**Dataset excerpt**
┌──
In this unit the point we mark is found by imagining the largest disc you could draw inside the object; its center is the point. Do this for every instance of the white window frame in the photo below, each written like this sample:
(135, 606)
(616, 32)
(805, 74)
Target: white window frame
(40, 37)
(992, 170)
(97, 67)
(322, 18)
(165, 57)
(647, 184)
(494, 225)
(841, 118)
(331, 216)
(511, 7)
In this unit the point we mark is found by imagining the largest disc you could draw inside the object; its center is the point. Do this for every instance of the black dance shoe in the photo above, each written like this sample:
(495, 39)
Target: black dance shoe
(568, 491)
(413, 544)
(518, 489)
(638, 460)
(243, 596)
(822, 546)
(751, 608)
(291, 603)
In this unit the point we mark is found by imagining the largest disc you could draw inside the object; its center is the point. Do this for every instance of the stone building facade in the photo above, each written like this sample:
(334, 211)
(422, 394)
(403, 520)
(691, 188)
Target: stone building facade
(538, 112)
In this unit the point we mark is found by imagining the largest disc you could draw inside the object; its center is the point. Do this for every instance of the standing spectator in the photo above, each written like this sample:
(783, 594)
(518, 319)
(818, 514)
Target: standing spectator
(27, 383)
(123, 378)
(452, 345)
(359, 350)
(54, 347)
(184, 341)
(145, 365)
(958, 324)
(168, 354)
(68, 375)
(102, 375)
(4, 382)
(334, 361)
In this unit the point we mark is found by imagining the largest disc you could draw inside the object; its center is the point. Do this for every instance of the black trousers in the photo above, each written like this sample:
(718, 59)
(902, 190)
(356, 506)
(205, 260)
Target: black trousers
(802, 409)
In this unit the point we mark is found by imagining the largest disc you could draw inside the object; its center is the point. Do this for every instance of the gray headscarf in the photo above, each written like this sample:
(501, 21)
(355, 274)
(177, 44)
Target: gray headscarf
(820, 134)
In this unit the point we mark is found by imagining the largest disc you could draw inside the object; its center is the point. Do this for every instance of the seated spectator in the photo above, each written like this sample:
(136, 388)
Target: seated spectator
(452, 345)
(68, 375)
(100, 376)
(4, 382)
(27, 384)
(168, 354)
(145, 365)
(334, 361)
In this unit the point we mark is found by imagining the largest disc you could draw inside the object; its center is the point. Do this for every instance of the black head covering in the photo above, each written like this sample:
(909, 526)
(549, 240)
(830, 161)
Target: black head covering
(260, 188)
└──
┌──
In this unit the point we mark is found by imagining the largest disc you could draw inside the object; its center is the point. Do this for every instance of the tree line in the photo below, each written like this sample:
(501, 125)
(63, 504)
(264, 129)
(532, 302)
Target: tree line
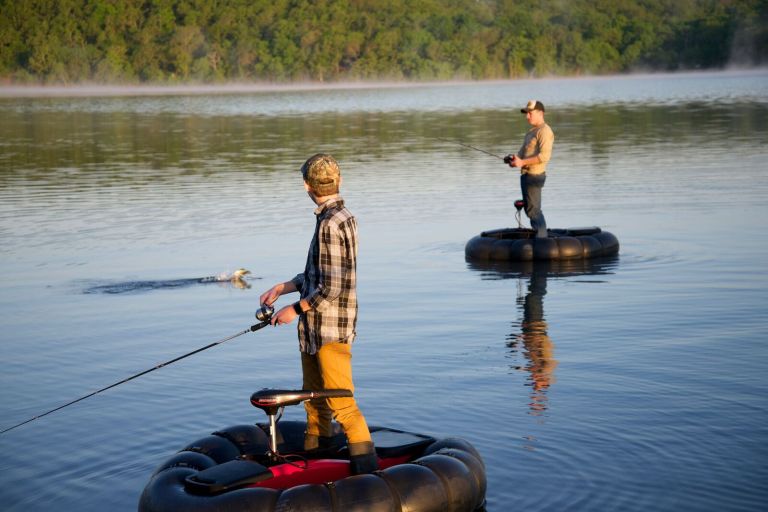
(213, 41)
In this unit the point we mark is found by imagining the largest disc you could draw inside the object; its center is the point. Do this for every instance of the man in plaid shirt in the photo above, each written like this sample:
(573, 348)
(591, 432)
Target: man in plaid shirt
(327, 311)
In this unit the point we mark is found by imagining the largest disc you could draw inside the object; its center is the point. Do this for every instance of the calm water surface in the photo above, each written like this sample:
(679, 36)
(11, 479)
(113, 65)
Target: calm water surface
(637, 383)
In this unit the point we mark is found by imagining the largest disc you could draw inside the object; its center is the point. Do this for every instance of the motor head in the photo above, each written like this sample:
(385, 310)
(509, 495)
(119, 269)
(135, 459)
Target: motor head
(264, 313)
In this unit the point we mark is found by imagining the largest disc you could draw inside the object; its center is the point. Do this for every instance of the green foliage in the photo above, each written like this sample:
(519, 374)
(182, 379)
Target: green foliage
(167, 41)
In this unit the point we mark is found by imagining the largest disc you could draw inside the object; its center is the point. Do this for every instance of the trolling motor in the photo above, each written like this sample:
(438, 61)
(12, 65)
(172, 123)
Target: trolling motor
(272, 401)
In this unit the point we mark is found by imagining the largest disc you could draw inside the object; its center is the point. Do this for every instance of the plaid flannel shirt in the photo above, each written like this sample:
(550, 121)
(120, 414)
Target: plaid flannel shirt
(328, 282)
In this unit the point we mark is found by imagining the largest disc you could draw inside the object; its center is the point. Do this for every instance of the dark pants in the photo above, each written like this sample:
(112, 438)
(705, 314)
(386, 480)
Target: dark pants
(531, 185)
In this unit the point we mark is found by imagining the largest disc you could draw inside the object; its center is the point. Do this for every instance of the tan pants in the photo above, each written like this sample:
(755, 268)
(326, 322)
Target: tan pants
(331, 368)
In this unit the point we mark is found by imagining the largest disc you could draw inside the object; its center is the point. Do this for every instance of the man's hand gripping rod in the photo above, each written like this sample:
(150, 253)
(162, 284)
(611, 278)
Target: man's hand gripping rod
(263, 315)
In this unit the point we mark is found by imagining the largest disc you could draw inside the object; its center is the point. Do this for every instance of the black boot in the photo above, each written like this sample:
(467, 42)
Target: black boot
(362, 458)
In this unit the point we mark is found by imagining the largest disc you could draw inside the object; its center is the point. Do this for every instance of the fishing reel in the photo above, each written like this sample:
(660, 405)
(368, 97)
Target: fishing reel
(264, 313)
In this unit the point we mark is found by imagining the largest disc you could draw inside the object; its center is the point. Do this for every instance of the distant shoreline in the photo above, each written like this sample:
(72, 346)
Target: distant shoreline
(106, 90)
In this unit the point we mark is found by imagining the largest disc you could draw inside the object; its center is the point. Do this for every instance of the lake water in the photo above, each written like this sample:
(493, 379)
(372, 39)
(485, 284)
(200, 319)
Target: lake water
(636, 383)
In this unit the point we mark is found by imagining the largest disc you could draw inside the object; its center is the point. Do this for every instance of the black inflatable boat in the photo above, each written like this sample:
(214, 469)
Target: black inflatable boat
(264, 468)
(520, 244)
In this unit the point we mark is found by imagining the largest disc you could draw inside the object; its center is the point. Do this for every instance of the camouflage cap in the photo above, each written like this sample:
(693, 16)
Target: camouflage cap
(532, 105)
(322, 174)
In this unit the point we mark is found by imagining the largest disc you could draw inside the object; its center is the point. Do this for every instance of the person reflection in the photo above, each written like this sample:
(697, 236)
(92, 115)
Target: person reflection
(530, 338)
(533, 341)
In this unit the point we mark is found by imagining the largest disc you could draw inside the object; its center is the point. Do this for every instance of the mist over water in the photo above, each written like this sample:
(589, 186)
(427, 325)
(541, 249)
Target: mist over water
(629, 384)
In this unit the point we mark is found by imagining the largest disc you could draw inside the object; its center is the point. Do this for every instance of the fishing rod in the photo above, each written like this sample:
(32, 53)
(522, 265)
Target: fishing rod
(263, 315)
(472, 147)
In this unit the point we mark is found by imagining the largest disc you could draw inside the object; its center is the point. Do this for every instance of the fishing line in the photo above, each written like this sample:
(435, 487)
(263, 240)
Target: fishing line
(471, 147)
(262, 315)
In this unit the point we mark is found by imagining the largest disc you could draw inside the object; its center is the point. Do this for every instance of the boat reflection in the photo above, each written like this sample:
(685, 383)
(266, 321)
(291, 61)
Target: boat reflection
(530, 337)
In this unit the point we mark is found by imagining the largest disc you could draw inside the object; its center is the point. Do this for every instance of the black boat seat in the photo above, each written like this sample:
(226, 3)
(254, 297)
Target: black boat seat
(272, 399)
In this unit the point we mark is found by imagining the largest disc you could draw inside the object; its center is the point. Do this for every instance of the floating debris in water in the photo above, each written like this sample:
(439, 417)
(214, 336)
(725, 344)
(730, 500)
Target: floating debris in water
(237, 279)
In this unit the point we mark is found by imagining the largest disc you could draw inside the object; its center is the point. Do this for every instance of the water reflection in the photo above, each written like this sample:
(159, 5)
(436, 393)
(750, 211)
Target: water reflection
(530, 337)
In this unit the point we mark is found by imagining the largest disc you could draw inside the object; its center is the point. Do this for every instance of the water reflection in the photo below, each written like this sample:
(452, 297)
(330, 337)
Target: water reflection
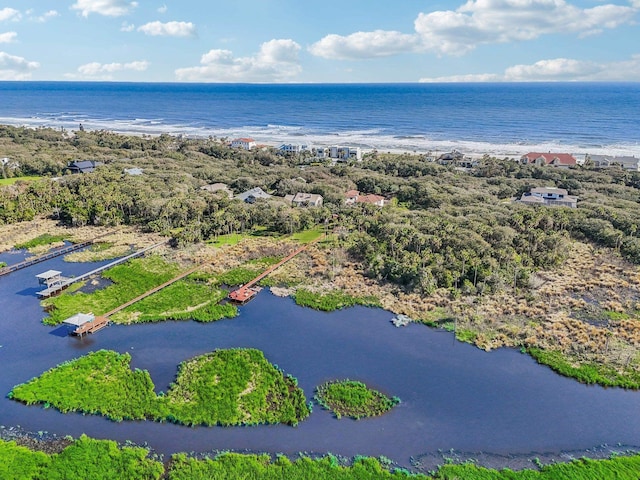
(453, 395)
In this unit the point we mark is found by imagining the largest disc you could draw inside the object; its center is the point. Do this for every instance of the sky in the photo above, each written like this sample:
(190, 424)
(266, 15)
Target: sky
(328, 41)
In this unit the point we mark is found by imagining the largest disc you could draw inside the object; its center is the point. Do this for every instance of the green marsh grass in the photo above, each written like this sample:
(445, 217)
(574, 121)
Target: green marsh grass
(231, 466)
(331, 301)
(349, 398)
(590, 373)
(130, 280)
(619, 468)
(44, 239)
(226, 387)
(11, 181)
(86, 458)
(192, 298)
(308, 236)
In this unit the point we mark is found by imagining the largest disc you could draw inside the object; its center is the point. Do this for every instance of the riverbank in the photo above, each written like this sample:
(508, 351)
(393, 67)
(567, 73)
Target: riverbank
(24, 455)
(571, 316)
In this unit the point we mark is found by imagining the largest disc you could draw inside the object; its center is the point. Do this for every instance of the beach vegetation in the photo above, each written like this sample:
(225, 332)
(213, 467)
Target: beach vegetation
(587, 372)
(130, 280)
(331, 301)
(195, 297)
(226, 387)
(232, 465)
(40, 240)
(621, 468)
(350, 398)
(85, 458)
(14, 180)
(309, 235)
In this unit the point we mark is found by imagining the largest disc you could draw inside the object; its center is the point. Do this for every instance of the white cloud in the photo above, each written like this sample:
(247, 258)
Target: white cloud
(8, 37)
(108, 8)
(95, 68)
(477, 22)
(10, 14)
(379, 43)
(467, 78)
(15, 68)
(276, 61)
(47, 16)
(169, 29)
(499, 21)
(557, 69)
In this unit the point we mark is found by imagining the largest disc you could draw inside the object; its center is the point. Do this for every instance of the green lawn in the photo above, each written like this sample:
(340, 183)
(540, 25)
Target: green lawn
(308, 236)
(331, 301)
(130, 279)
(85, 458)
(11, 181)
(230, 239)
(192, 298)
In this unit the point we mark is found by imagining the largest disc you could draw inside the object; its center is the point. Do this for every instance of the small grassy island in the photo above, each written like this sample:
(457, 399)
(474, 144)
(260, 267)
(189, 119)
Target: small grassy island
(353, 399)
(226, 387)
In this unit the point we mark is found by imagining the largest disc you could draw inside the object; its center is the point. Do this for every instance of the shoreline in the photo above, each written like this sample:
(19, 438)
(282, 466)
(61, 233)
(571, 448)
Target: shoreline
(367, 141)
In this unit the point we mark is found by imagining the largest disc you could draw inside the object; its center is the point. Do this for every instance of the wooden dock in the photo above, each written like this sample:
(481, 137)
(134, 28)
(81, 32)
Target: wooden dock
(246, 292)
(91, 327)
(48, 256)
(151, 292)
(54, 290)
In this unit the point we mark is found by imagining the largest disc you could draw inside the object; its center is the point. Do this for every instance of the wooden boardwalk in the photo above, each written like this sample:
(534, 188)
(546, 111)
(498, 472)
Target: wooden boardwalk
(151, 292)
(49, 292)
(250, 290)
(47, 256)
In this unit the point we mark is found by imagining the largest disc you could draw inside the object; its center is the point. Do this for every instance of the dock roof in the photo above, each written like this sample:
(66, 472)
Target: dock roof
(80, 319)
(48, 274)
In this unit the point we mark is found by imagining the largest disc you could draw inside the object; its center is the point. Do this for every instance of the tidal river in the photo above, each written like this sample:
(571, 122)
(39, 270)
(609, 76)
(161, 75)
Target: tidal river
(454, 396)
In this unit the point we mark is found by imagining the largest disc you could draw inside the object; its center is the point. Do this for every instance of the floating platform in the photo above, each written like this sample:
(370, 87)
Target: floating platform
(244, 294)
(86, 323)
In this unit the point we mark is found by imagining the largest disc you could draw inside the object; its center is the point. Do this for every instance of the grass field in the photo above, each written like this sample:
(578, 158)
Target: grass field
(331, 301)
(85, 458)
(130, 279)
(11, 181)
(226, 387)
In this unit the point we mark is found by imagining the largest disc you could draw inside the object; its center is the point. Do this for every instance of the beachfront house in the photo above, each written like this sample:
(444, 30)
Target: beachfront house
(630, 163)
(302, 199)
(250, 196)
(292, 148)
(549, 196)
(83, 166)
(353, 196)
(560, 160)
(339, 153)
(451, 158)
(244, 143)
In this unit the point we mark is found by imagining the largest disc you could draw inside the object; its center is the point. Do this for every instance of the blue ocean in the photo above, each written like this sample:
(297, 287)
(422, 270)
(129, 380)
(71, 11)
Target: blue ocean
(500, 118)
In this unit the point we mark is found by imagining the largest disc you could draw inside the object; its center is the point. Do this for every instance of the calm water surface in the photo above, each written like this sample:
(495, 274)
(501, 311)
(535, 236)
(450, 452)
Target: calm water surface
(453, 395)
└──
**WHAT NEEDS TO BE DONE**
Please tally the lines in the listing above that contain the string "platform", treating case as significant, and reply with the number alone.

**FINISHED EXERCISE**
2